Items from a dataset
>> begin
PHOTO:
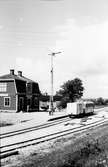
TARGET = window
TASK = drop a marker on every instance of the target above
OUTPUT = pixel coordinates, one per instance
(3, 87)
(7, 101)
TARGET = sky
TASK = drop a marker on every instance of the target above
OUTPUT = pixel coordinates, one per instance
(30, 30)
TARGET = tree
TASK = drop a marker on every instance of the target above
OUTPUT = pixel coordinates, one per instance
(71, 90)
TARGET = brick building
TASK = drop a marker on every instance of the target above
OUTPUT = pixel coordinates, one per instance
(18, 93)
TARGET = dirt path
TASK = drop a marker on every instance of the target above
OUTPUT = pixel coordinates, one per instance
(89, 149)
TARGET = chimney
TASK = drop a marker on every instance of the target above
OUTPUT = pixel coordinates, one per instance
(20, 73)
(12, 71)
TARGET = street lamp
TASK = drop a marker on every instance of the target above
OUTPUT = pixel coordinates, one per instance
(51, 97)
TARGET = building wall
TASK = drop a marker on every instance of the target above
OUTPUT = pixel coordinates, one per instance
(11, 93)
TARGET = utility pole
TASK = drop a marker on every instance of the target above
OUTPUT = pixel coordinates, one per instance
(52, 83)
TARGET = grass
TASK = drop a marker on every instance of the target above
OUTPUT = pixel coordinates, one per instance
(82, 150)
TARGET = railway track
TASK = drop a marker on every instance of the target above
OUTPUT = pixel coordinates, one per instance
(45, 125)
(13, 148)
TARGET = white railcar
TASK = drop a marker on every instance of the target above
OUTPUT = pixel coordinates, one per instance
(80, 108)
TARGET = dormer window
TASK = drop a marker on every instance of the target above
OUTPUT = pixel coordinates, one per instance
(3, 87)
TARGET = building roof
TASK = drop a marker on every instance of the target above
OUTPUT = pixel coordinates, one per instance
(10, 77)
(16, 77)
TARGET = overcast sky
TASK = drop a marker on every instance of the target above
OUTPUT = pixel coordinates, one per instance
(32, 29)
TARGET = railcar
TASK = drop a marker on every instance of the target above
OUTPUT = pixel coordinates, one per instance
(80, 108)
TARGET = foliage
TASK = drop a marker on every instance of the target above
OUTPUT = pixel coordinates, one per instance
(100, 101)
(71, 90)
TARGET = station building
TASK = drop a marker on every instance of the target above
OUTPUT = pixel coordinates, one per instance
(18, 93)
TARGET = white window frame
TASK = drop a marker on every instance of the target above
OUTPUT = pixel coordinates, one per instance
(3, 86)
(5, 101)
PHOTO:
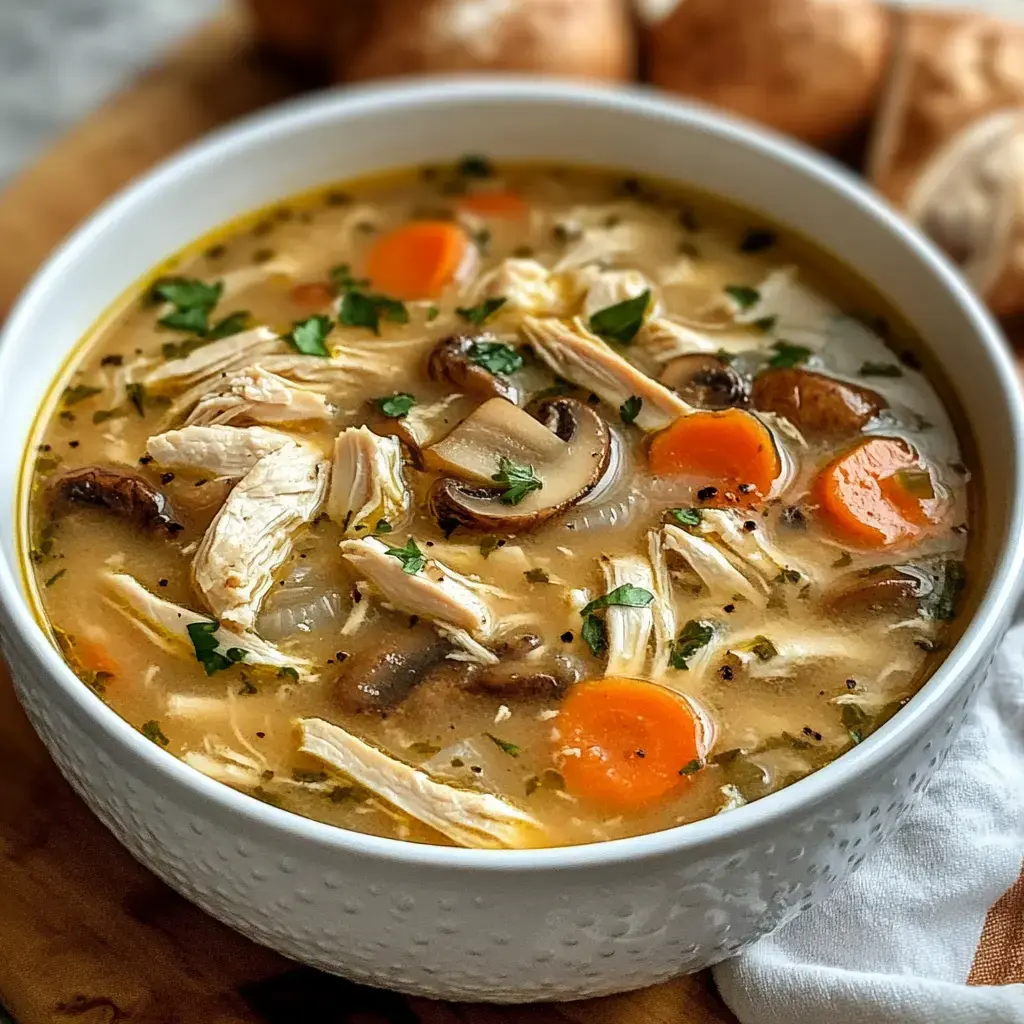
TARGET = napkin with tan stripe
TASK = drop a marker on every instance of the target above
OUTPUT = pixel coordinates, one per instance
(931, 929)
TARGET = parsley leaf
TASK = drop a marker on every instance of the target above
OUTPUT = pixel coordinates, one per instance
(396, 406)
(478, 314)
(880, 370)
(787, 355)
(622, 322)
(630, 410)
(626, 596)
(743, 297)
(496, 357)
(413, 560)
(308, 336)
(694, 636)
(208, 652)
(517, 478)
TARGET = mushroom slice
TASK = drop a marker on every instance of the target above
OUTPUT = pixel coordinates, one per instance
(367, 484)
(167, 625)
(572, 352)
(227, 355)
(454, 360)
(257, 395)
(496, 430)
(579, 465)
(252, 534)
(435, 592)
(474, 819)
(222, 452)
(706, 382)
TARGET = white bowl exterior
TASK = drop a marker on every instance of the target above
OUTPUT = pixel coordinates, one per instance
(474, 925)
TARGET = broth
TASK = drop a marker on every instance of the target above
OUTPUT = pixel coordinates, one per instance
(353, 509)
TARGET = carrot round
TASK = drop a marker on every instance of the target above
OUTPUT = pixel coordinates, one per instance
(633, 739)
(417, 260)
(731, 451)
(504, 205)
(876, 495)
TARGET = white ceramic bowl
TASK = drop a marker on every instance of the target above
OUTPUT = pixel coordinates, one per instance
(482, 925)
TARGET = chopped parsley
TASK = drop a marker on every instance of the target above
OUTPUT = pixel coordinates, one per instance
(496, 357)
(787, 355)
(622, 322)
(743, 297)
(695, 635)
(880, 370)
(396, 406)
(503, 744)
(518, 479)
(479, 314)
(208, 652)
(630, 410)
(413, 560)
(153, 732)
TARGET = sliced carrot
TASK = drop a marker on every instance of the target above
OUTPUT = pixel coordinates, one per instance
(865, 499)
(505, 205)
(731, 451)
(417, 260)
(634, 739)
(312, 295)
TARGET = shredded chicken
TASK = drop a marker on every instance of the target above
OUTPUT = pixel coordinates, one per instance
(473, 819)
(167, 625)
(367, 483)
(572, 352)
(221, 452)
(257, 395)
(435, 593)
(252, 534)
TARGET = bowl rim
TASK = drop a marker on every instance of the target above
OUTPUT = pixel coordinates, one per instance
(818, 787)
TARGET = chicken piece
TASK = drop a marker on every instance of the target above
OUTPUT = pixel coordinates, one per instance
(367, 483)
(221, 452)
(435, 593)
(167, 625)
(252, 534)
(572, 352)
(257, 395)
(473, 819)
(629, 628)
(224, 356)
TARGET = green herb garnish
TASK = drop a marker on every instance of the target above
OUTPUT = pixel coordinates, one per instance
(622, 322)
(518, 479)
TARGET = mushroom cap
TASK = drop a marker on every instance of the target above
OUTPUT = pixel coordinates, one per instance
(592, 39)
(812, 69)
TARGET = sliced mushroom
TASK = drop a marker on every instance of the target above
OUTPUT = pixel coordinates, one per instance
(705, 381)
(817, 404)
(452, 360)
(117, 491)
(573, 466)
(380, 678)
(891, 589)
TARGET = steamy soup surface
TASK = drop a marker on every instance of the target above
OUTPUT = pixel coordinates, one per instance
(500, 507)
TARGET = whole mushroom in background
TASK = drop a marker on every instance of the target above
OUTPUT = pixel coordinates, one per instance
(576, 38)
(812, 69)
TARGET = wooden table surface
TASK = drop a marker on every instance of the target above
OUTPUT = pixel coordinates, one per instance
(86, 934)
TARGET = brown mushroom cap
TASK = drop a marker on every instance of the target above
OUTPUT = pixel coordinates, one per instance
(452, 360)
(812, 69)
(705, 382)
(816, 404)
(566, 477)
(117, 491)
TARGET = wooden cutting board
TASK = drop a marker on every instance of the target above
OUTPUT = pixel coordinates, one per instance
(87, 935)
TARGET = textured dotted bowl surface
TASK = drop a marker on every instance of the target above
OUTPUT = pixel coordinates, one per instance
(519, 925)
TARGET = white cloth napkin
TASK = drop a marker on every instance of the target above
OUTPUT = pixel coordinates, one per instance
(896, 944)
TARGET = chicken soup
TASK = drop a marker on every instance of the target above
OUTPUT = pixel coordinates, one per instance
(500, 507)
>> end
# [Requirements]
Starting at the line that contains "TARGET = green herb garnish", print every line through the end of the listing, word for word. Leave out all the rest.

# [Result for this task]
TARGET = green herb garnish
TASK = drop a marker on every instance of the target above
OUTPUT = pixel coordinates, one per instance
(622, 322)
(518, 479)
TARGET = mushroom cap
TASK = drop a marker on every instance of the target above
OUTPUT = pixel coordinates, one per instance
(592, 39)
(812, 69)
TARGET = sliced mushroom
TASK = drop a marker on every instance of the target above
OUTPUT = pixel coordinates, one per instance
(705, 381)
(817, 404)
(452, 360)
(117, 491)
(573, 466)
(380, 678)
(891, 589)
TARGET = steamy soup surface
TASK = drop a marker on every instance of the target above
OUTPUT = pixel coordinates, one per instance
(500, 507)
TARGET = whole mushroom in background
TASK = drop a marker on every instance of the target above
OUTPUT = pixel coordinates, one per instance
(576, 38)
(812, 69)
TARGET = wooden table surface
TASK = drop a marker on every instance of the target above
OUTPUT = pixel coordinates, one per instance
(86, 934)
TARGET = brown mushroom cap
TASK = drop a marker on every instance of the target above
OUTPUT = pixel coordinates, one per instance
(452, 360)
(812, 69)
(705, 382)
(816, 404)
(566, 477)
(117, 491)
TARGET = wooden cutting board
TASK = drop a marker on every instance of the target above
OUTPUT = pixel coordinates, one per instance
(87, 935)
TARGET = textured dotted bowl surface
TASK = drop a marker on every instance of the target above
OUTPUT = pixel coordinates, one per instance
(519, 925)
TARGET = white cloth napkin
TASK = drop a marker on every instance of the target above
OUTPUT = pixel coordinates, one per instance
(896, 944)
TARGET = chicken soup
TASK = drop a marker on every instance of the target above
OUTPUT = pixel coordinates, one per instance
(500, 507)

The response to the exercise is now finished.